→ What to produce
Copy out everything from the start of the records down to the line containing "[(211, 215)]", requests included, and shift every answer coordinate by adding 136 to each number.

→ Data shown
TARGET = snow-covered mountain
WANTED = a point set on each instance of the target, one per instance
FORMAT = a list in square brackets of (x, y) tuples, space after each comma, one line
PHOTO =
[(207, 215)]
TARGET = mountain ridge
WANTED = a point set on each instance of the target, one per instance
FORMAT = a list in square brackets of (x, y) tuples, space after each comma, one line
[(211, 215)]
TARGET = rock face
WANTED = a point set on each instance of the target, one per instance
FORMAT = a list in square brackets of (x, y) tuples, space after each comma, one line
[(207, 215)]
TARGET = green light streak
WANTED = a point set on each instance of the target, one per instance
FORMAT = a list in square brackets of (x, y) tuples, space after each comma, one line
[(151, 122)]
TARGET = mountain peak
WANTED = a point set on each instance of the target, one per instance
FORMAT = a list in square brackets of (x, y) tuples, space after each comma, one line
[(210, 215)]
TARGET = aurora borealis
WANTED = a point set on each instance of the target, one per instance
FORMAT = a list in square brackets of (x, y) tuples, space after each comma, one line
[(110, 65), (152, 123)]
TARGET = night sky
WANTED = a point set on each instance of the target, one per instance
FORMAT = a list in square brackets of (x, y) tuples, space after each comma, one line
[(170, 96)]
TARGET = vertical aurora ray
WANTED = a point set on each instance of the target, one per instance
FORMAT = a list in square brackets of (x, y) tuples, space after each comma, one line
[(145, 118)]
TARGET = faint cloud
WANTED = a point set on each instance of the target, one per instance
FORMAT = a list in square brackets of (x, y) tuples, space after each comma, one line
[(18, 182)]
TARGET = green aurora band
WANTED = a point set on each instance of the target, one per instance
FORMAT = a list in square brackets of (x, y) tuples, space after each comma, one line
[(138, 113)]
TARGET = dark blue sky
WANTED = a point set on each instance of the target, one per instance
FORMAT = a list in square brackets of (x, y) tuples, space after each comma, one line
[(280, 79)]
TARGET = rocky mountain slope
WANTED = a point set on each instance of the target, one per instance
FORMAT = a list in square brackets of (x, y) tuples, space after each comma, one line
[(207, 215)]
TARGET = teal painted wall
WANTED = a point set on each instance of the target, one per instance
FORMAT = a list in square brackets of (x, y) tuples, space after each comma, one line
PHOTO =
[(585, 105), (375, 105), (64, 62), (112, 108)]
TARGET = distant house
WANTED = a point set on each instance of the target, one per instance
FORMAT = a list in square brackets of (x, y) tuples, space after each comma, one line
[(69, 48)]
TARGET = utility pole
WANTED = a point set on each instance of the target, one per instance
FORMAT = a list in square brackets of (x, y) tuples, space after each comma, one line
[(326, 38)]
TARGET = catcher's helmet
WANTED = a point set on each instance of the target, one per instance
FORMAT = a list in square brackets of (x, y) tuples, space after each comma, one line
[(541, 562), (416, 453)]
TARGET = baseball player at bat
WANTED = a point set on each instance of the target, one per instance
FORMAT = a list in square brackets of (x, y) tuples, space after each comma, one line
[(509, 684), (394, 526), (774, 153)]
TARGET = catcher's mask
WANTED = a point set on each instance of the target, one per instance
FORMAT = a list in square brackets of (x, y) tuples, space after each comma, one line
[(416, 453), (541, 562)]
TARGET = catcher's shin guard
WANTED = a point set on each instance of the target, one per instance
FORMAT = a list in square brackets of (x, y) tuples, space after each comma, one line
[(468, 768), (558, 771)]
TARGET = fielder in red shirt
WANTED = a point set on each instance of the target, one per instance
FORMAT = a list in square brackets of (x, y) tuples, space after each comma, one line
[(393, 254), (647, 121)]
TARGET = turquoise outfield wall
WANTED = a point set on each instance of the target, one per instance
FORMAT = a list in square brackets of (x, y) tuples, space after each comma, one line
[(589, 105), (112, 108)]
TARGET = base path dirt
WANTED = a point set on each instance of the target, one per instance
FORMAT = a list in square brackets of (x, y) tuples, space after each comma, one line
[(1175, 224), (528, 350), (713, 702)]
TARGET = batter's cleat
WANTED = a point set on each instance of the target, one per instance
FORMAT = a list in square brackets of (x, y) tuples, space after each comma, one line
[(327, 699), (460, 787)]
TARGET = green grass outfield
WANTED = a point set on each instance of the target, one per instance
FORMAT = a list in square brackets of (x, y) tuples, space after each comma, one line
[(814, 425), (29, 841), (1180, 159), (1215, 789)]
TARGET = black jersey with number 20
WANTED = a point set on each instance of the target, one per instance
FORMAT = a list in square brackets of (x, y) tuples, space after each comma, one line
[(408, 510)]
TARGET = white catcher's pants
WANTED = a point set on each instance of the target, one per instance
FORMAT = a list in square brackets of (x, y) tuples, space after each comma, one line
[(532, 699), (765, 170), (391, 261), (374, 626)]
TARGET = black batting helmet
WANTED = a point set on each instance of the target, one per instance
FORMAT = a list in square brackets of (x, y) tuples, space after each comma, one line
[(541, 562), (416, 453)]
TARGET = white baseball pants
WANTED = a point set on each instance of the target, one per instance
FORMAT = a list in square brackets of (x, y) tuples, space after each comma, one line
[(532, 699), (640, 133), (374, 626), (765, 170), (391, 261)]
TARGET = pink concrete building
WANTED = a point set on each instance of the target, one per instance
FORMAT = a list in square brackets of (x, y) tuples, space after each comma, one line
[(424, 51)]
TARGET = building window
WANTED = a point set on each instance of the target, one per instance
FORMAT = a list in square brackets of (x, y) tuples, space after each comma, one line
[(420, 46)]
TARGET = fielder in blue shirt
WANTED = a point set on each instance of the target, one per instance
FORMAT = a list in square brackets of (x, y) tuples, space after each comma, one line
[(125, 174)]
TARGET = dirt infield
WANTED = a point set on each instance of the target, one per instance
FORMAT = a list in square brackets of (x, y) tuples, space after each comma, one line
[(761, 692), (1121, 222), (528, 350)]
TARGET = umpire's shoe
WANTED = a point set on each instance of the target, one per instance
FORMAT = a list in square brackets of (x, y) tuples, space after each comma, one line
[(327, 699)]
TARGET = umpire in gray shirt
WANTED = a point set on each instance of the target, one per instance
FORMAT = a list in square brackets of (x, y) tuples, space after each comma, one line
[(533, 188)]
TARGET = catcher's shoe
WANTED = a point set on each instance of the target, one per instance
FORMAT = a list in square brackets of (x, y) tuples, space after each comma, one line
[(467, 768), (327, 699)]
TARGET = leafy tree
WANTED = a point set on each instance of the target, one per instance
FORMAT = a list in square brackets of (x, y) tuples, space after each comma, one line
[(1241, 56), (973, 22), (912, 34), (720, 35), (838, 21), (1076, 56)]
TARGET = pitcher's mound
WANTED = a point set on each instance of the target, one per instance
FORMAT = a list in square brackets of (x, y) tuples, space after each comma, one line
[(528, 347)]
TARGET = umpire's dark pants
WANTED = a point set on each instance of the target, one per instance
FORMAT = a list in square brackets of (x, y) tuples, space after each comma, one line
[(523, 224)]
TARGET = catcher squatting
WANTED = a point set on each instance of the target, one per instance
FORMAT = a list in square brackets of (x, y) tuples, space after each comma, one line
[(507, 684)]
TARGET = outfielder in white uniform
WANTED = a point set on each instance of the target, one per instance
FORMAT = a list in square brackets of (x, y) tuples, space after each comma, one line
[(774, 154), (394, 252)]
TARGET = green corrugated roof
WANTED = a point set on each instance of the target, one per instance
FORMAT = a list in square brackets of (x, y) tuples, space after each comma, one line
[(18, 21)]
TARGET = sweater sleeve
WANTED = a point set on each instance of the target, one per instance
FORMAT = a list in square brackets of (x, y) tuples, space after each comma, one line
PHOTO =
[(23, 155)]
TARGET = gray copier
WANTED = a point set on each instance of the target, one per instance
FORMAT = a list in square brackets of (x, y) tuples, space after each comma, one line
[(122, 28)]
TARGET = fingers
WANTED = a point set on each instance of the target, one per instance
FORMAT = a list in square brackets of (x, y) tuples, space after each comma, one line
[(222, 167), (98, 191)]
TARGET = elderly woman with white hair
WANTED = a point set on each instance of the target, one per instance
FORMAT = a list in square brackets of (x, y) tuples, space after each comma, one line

→ Answer below
TARGET = snow-covered mountain
WANTED = a point set on each instance of the target, one per instance
FORMAT = a list in square brackets of (x, y) tuples, space after each comma, one line
PHOTO =
[(343, 351)]
TARGET = mountain ridge
WANTED = a point set on each instance of the target, one per instance
FORMAT = a list in square brackets of (x, y) tuples, space after each comma, one line
[(347, 351)]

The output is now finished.